AUFGABE 1:
Schreiben Sie aus dem Textabschnitt die Stelle wortgetreu ab, die mit „Obwohl wir über“ beginnt und bis einschließlich „Letzte Frage?“ reicht.

TEXTABSCHNITT:
+===+

Obwohl wir über diese Fragen auch am längsten sprachen blieb dann keine Zeit mehr, sie erschöpfend zu beantworten. Zwei Stunden sind wie im Fluge vergangen und auf Mike und Tristan wartete noch ein anderer Termin.
Letzte Frage?
Ich konnte mir als letzte Frage nicht verkneifen, nach der Meinung der beiden zu Safari auf Windows zu fragen. Beide begrüßten diesen Schritt von Apple. Vor der Konkurrenz hat man bei Mozilla keine Angst, denn ganz im Sinne des Open-Webs sei es ein Gewinn für den User, wenn er mehr Möglichkeiten habe – auch was die Wahl seines Browsers betrifft. Dennoch betonte Mike, dass auf Safari auf Windows noch einige Herausforderungen warteten, denn die Anforderungen an Windows seien auch höher (z.B. in Fragen der Sicherheit).

+===+

EINTRÄGE DIESER ÜBUNG:
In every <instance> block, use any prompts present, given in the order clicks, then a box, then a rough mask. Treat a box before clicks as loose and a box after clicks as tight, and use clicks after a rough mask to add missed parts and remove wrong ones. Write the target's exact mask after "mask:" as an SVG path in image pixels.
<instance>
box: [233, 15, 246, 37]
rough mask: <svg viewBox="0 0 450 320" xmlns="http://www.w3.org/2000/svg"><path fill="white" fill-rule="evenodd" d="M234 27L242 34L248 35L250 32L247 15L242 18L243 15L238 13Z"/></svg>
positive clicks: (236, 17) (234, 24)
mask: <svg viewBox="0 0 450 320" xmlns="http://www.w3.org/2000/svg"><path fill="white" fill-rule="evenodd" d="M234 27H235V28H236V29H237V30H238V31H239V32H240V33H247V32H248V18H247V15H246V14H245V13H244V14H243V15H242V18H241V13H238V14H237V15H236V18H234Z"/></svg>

+===+

AUFGABE 2:
Wiederholen Sie sämtliche Einträge oben wortgetreu und Zeile für Zeile.

SCHRIFTLICHE LÖSUNG 1:
Obwohl wir über diese Fragen auch am längsten sprachen blieb dann keine Zeit mehr, sie erschöpfend zu beantworten. Zwei Stunden sind wie im Fluge vergangen und auf Mike und Tristan wartete noch ein anderer Termin.
Letzte Frage?

SCHRIFTLICHE LÖSUNG 2:
In every <instance> block, use any prompts present, given in the order clicks, then a box, then a rough mask. Treat a box before clicks as loose and a box after clicks as tight, and use clicks after a rough mask to add missed parts and remove wrong ones. Write the target's exact mask after "mask:" as an SVG path in image pixels.
<instance>
box: [233, 15, 246, 37]
rough mask: <svg viewBox="0 0 450 320" xmlns="http://www.w3.org/2000/svg"><path fill="white" fill-rule="evenodd" d="M234 27L242 34L248 35L250 32L247 15L242 18L243 15L238 13Z"/></svg>
positive clicks: (236, 17) (234, 24)
mask: <svg viewBox="0 0 450 320" xmlns="http://www.w3.org/2000/svg"><path fill="white" fill-rule="evenodd" d="M234 27H235V28H236V29H237V30H238V31H239V32H240V33H247V32H248V18H247V15H246V14H245V13H244V14H243V15H242V18H241V13H238V14H237V15H236V18H234Z"/></svg>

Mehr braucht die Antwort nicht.